*Extract to read*:
┄┄┄┄┄┄

Deep Learning, Artificial General Intelligence and Whole Brain Emulation
The field of Artificial Intelligence (AI) has been the subject of intense research for more than six decades but has, so far, failed to reach its main objective, that of creating machines that are as intelligent, as flexible and as creative as human beings. Despite the many optimistic predictions that have been made in the course of these decades, this goal of designing machines (or programs) that exhibit artificial general intelligence (AGI) remains as elusive today as it was in 1958 when the New York Times published a story that started, in an overly optimistic way, with the sentence “The Navy revealed the embryo of an electronic computer today that it expects will be able to walk, talk, see, write, reproduce itself and be conscious of its existence.”
In part, this is due to what is known as Moravec’s paradox: high-level symbolic reasoning, which seems hard to us, is relatively easy to program and requires very few computational resources, but low-level perceptual processing, which seems easy, is hard to program and requires extensive computation. For instance, is it easy to write a program that demonstrates mathematical theorems but it is hard to write a program that identifies the objects in an image.

┄┄┄┄┄┄

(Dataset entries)

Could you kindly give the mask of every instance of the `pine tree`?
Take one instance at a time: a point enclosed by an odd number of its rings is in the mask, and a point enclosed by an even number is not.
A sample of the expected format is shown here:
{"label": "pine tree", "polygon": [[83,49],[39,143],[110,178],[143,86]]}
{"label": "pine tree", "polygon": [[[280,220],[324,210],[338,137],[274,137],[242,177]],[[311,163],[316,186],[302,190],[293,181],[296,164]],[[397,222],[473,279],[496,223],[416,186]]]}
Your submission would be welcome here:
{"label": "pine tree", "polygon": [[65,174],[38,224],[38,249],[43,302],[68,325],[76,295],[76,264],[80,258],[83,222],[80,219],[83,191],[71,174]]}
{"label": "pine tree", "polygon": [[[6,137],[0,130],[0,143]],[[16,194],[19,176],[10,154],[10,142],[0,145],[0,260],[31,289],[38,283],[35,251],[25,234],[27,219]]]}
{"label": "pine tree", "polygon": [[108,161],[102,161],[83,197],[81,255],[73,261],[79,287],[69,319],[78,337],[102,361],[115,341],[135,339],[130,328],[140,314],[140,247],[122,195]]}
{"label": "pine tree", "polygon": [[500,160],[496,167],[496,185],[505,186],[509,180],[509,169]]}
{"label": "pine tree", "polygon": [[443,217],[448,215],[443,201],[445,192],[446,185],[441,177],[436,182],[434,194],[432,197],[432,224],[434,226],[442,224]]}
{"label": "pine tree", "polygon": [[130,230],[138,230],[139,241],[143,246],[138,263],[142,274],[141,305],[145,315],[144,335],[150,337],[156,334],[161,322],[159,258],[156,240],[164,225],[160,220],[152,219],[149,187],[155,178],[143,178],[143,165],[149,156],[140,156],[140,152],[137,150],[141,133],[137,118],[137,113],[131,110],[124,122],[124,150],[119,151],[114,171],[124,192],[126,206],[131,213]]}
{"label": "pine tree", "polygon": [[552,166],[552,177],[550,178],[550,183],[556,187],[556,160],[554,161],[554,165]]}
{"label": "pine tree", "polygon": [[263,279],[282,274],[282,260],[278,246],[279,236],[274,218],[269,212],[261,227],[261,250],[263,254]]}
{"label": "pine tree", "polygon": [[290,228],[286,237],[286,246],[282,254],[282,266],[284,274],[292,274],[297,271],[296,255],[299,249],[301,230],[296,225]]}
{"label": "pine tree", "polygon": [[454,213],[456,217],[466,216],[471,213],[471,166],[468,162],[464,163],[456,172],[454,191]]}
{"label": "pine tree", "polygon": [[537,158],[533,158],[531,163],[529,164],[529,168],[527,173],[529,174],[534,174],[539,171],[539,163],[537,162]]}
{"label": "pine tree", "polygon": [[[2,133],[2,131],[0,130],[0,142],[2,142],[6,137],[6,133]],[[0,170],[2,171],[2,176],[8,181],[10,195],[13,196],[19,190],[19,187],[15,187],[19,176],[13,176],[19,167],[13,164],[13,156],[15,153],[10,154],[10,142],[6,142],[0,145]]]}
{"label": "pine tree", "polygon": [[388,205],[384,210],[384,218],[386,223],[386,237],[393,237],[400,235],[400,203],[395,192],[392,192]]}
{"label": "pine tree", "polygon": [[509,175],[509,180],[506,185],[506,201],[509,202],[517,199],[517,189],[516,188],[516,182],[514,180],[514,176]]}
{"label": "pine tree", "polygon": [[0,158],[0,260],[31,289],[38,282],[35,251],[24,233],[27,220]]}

┄┄┄┄┄┄

Retype the whole passage on deep learning and artificial general intelligence word for word, from its title through its last sentence.

*Completed exercise*:
Deep Learning, Artificial General Intelligence and Whole Brain Emulation
The field of Artificial Intelligence (AI) has been the subject of intense research for more than six decades but has, so far, failed to reach its main objective, that of creating machines that are as intelligent, as flexible and as creative as human beings. Despite the many optimistic predictions that have been made in the course of these decades, this goal of designing machines (or programs) that exhibit artificial general intelligence (AGI) remains as elusive today as it was in 1958 when the New York Times published a story that started, in an overly optimistic way, with the sentence “The Navy revealed the embryo of an electronic computer today that it expects will be able to walk, talk, see, write, reproduce itself and be conscious of its existence.”
In part, this is due to what is known as Moravec’s paradox: high-level symbolic reasoning, which seems hard to us, is relatively easy to program and requires very few computational resources, but low-level perceptual processing, which seems easy, is hard to program and requires extensive computation. For instance, is it easy to write a program that demonstrates mathematical theorems but it is hard to write a program that identifies the objects in an image.